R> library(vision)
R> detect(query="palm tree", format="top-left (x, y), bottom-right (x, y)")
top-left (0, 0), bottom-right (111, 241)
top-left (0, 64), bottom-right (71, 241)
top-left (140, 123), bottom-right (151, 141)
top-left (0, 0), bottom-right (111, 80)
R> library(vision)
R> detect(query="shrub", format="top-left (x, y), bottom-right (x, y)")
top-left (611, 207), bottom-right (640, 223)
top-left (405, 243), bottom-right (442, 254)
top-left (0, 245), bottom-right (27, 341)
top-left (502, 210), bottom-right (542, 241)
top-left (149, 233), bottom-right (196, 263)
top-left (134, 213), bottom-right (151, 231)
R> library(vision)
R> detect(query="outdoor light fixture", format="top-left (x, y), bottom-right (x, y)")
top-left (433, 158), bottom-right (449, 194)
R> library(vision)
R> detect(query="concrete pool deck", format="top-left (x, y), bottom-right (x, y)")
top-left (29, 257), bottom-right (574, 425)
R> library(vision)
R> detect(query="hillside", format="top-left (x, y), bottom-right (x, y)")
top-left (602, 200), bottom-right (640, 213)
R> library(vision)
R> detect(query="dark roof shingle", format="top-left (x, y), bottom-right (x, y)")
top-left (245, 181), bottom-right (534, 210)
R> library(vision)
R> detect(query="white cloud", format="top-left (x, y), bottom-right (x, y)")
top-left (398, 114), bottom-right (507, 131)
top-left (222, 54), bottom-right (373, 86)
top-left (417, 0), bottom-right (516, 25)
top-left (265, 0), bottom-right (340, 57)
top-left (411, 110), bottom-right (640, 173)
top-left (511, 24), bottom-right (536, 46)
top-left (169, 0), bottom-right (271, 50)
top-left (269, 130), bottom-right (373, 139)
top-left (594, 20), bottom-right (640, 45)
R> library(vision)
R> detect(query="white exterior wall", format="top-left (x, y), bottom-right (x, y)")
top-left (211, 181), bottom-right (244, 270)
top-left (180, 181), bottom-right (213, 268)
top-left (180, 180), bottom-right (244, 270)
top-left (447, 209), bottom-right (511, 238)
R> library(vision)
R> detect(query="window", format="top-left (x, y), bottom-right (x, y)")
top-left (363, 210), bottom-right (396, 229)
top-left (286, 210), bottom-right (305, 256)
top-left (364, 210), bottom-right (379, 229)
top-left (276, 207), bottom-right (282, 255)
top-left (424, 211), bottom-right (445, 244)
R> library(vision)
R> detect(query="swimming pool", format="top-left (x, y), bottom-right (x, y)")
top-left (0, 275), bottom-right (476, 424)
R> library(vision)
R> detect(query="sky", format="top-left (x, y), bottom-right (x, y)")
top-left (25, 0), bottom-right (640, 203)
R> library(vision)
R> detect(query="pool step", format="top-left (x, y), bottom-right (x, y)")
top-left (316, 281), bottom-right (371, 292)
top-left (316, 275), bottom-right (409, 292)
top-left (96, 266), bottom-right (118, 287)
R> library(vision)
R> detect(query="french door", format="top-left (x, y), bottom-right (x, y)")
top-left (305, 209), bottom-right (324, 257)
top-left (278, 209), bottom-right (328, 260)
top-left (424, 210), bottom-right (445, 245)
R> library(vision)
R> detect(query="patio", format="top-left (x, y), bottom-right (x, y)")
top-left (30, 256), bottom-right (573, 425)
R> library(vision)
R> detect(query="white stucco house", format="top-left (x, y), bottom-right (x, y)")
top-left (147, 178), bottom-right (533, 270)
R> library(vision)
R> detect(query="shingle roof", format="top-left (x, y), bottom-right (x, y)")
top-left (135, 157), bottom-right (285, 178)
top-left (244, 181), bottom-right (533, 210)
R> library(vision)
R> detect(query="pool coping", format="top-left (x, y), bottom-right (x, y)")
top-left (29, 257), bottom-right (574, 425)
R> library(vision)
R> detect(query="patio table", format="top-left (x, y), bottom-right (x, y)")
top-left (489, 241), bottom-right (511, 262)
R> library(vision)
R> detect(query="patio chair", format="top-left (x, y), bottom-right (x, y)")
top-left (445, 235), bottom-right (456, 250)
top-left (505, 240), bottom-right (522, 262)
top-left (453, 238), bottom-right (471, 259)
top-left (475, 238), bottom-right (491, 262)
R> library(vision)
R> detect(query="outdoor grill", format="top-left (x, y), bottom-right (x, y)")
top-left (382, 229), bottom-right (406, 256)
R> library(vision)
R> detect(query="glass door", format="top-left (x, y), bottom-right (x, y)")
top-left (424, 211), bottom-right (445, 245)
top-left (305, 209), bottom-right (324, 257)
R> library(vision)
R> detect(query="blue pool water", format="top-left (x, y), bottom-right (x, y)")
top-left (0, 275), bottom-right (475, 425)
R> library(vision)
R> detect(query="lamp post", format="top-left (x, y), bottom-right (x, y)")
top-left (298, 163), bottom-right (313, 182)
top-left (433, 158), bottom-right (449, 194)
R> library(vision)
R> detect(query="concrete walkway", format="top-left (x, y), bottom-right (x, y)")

──────────

Collect and copy every line of the records above that contains the word "shingle". Case counts.

# IN RESPONSE:
R> detect(query="dark roof shingle", format="top-left (x, y), bottom-right (x, y)")
R> detect(query="shingle roof", format="top-left (x, y), bottom-right (x, y)")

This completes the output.